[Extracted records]

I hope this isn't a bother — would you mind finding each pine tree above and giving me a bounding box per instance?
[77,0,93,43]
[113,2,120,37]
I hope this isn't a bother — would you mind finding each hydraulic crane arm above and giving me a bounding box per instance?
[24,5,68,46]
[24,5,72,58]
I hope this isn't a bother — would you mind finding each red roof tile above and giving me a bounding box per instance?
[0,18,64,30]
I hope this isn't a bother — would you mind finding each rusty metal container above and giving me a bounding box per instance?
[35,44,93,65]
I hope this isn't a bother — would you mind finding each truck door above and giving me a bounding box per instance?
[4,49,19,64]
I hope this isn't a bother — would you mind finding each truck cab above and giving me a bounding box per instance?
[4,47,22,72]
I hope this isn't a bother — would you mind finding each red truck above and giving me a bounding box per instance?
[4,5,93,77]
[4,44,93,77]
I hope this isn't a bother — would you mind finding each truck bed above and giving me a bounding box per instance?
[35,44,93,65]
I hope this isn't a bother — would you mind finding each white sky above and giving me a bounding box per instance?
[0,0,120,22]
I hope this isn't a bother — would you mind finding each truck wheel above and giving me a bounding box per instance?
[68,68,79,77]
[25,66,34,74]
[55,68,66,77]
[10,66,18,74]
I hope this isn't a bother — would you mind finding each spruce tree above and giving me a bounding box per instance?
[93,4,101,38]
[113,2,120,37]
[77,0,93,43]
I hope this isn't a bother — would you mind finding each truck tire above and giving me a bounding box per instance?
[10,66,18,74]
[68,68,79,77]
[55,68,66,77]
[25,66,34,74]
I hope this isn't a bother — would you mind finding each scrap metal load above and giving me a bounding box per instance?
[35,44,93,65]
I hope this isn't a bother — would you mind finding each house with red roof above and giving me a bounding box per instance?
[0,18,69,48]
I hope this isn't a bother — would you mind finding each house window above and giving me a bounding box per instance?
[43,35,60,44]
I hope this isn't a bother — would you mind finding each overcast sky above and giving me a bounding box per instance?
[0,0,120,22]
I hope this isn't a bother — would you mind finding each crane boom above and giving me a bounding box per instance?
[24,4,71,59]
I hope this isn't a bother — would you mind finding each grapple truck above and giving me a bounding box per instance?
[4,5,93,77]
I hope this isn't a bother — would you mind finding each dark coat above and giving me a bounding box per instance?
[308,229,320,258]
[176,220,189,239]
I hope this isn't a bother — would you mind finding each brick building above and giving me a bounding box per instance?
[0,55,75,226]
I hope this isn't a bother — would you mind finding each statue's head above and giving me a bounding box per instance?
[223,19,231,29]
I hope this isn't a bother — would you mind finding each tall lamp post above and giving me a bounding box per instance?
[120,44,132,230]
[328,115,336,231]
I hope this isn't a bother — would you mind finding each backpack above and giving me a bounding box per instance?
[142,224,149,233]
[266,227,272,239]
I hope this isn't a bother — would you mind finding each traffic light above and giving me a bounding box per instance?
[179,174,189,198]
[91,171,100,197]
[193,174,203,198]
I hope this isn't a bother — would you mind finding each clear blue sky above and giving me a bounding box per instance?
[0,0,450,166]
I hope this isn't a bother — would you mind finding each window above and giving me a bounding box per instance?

- _YOUR OBJECTIVE_: Reproduce the data from the line containing "finding each grapple" through the line containing "[266,227,272,239]", with both of those lines and the requests included. Offset every bounding box coordinate by -129.

- _FINISHED EXERCISE_:
I hope this isn't a bother — would you mind finding each grapple truck above and giving me a bounding box per instance?
[-125,-124,-36,-52]
I hope this isn't a bother — would you mind finding each dark coat above and giving me a bounding box per instance?
[179,100,191,129]
[47,91,60,110]
I hope this isn't a bother — would you mind finding each brick building above and giving me a bounding box per instance?
[-129,-74,-54,97]
I hope this isn't a bother — would you mind finding each statue's head above and giving me a bounding box per instance?
[94,-110,102,-100]
I hope this isn't a bother — would you mind finding each tall lamp post above and giving me a bounding box per instance?
[-9,-85,3,101]
[199,-14,207,102]
I hope this isn't a bother — would you mind finding each backpack above and giving me a bounding box per instance?
[13,95,20,104]
[137,98,143,110]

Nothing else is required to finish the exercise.